[Task description] Your task is to reproduce the entries below word for word.

[Dataset]
++++++++++

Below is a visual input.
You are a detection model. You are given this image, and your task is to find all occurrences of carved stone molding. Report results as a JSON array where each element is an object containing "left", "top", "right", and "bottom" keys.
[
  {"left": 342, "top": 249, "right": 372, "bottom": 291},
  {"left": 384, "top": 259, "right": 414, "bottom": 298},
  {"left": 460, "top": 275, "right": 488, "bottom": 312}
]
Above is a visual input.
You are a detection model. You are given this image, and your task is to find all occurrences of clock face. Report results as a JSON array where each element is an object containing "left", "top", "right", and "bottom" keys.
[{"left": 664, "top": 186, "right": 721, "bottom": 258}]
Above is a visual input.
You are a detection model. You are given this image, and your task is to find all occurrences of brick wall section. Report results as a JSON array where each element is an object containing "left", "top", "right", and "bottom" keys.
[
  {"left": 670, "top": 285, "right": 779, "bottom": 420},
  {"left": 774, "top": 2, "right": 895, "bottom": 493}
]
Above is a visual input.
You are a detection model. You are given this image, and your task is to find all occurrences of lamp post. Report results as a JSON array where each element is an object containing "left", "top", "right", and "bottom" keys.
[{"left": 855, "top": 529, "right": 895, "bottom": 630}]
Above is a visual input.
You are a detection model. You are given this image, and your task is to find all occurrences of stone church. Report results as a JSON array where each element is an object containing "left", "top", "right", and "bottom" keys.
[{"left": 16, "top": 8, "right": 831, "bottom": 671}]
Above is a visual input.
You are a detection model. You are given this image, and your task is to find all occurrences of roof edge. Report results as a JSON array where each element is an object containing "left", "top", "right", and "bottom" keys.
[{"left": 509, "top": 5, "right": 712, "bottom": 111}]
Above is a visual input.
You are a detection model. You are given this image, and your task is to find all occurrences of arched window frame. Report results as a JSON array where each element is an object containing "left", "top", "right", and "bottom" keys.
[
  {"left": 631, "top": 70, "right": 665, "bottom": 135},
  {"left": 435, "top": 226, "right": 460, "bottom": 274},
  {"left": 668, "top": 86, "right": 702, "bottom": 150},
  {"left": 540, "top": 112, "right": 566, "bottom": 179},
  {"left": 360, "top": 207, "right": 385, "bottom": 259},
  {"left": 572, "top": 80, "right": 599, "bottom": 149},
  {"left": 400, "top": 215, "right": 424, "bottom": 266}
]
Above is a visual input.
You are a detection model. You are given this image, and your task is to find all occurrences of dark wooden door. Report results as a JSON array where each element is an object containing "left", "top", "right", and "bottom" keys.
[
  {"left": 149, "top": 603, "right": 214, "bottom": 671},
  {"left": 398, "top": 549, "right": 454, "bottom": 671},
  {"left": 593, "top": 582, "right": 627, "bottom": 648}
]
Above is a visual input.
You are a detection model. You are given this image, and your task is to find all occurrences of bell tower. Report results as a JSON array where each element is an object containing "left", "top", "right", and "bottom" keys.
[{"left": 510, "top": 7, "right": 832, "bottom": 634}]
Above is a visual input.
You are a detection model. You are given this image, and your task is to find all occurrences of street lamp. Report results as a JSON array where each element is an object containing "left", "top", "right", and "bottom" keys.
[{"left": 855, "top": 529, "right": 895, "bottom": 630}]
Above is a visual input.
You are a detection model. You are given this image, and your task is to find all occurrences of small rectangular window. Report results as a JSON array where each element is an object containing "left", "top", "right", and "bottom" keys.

++++++++++

[Task output]
Below is a visual input.
You are a detection model. You are given this image, and your task is to find all occurrences of carved stone molding. Report results as a JSON array where each element is an object containing "left", "top", "right", and "bottom" keys.
[
  {"left": 342, "top": 249, "right": 372, "bottom": 291},
  {"left": 384, "top": 259, "right": 414, "bottom": 298},
  {"left": 460, "top": 275, "right": 488, "bottom": 312}
]
Above is a visual input.
You are a detection model. You are given this image, and your task is to find all occurrences of clock face. Report results as a JSON array where each element is an object containing "left", "top", "right", and "bottom" keys.
[{"left": 664, "top": 186, "right": 721, "bottom": 258}]
Above is a visual input.
You are a detection model. You are given this image, and your task is to find all occurrences of brick wall section. Report results as a JSON array where each element is an object containing "left", "top", "right", and "bottom" keys.
[
  {"left": 670, "top": 285, "right": 779, "bottom": 420},
  {"left": 774, "top": 2, "right": 895, "bottom": 493}
]
Above is a visual input.
You are a detection model. You are given this image, and your task is to find all occurrences of lamp post. Report results as a JSON array where each element is an object containing "left", "top", "right", and "bottom" keys.
[{"left": 855, "top": 529, "right": 895, "bottom": 630}]
Above is a visual input.
You are a detection model. You are given this image, and your task is to find all occurrences of stone church. Report results as a JSON array where each element is an object containing "left", "top", "right", and "bottom" keys.
[{"left": 16, "top": 8, "right": 831, "bottom": 671}]
Above is a visual input.
You are a detection model. You are given this image, and your task is to find all occurrences of roof edge. Report results as a JSON array where each element is an object containing "left", "top", "right", and "bottom" keys.
[{"left": 509, "top": 5, "right": 712, "bottom": 111}]
Above is a visual input.
You are a detection model. You are given this image, and your task is to find all occurrences of arched window frame. Report results as a JSON array where each element is an object containing "left", "top", "right", and "bottom" keys.
[
  {"left": 631, "top": 70, "right": 665, "bottom": 135},
  {"left": 435, "top": 226, "right": 460, "bottom": 274},
  {"left": 668, "top": 86, "right": 702, "bottom": 150},
  {"left": 540, "top": 112, "right": 566, "bottom": 179},
  {"left": 360, "top": 207, "right": 385, "bottom": 259},
  {"left": 572, "top": 80, "right": 599, "bottom": 149},
  {"left": 400, "top": 215, "right": 424, "bottom": 266}
]
Above is a visual input.
You are a detection model. You are given this image, and your task is to find all occurrences of dark wooden door. Report results as a JSON array where each element is an object containing "left", "top", "right", and "bottom" keys.
[
  {"left": 149, "top": 603, "right": 214, "bottom": 671},
  {"left": 398, "top": 549, "right": 454, "bottom": 671},
  {"left": 593, "top": 582, "right": 627, "bottom": 648}
]
Above is a visual input.
You are a detection model. You are given this image, and your task is to find all occurrences of bell tower. Report results as a JSON array where each element is an object containing "left", "top", "right", and "bottom" keys.
[{"left": 510, "top": 7, "right": 832, "bottom": 634}]
Above is a visual input.
You are a detection model. You are given this image, and your task is to find all occurrences of street lamp. Report results as a JSON array where each element is an object containing "left", "top", "right", and "bottom" keys.
[{"left": 855, "top": 529, "right": 895, "bottom": 630}]
Above is a visual input.
You are a detection model. You are given this image, and your task is to find all occurrences of small rectangular window. Report results as a JSON array where each element is an object containing "left", "top", "right", and "bottom" keys.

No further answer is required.